• _AIM OF THE TASK_:
Identify every line in the records that contains the word "closet", and copy each of those lines. Matching is case-sensitive.

• _TASK MATERIAL_:
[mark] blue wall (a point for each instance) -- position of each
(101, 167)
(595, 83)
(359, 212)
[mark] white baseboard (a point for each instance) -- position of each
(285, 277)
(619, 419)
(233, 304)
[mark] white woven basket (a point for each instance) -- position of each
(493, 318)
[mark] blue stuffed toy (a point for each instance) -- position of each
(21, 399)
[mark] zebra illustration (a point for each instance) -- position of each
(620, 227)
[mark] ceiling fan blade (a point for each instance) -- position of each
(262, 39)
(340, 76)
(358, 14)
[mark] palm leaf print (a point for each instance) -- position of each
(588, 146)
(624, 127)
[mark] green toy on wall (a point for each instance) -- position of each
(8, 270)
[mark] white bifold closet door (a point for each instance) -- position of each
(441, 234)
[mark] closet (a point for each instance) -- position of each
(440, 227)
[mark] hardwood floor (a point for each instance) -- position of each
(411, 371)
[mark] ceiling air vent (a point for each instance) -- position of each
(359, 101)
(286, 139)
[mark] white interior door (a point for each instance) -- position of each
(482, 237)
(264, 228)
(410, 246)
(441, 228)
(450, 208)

==

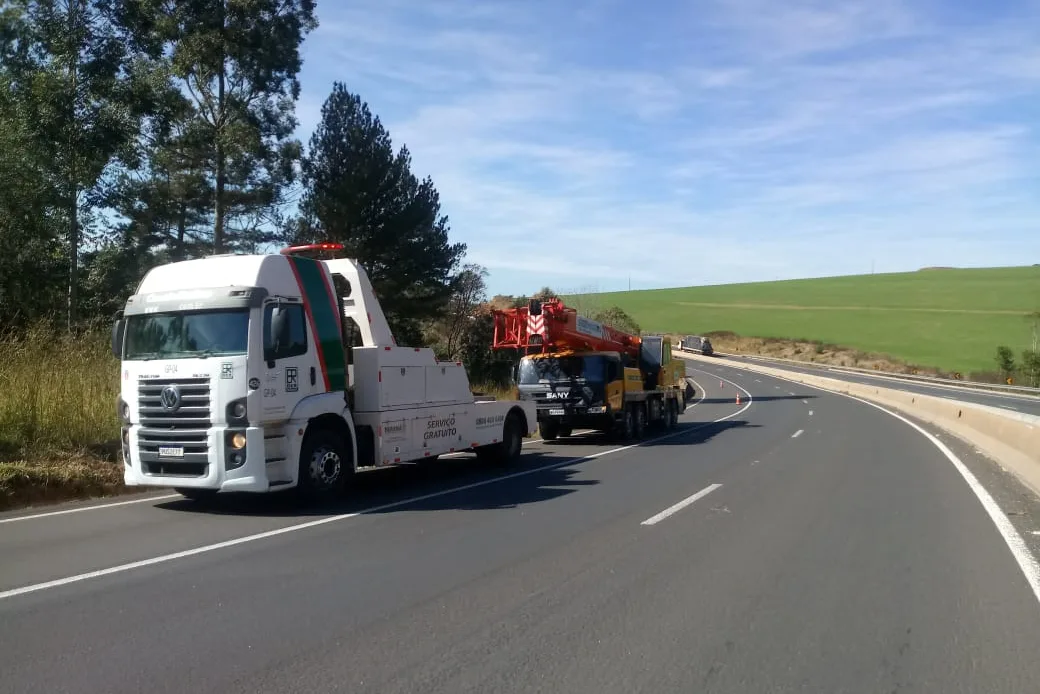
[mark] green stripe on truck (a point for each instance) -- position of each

• _SOLUTION TO THE EXERCISE_:
[mark] white bifold closet door (a point for each instance) -- position of each
[mark] closet (a point for each instance) -- position of each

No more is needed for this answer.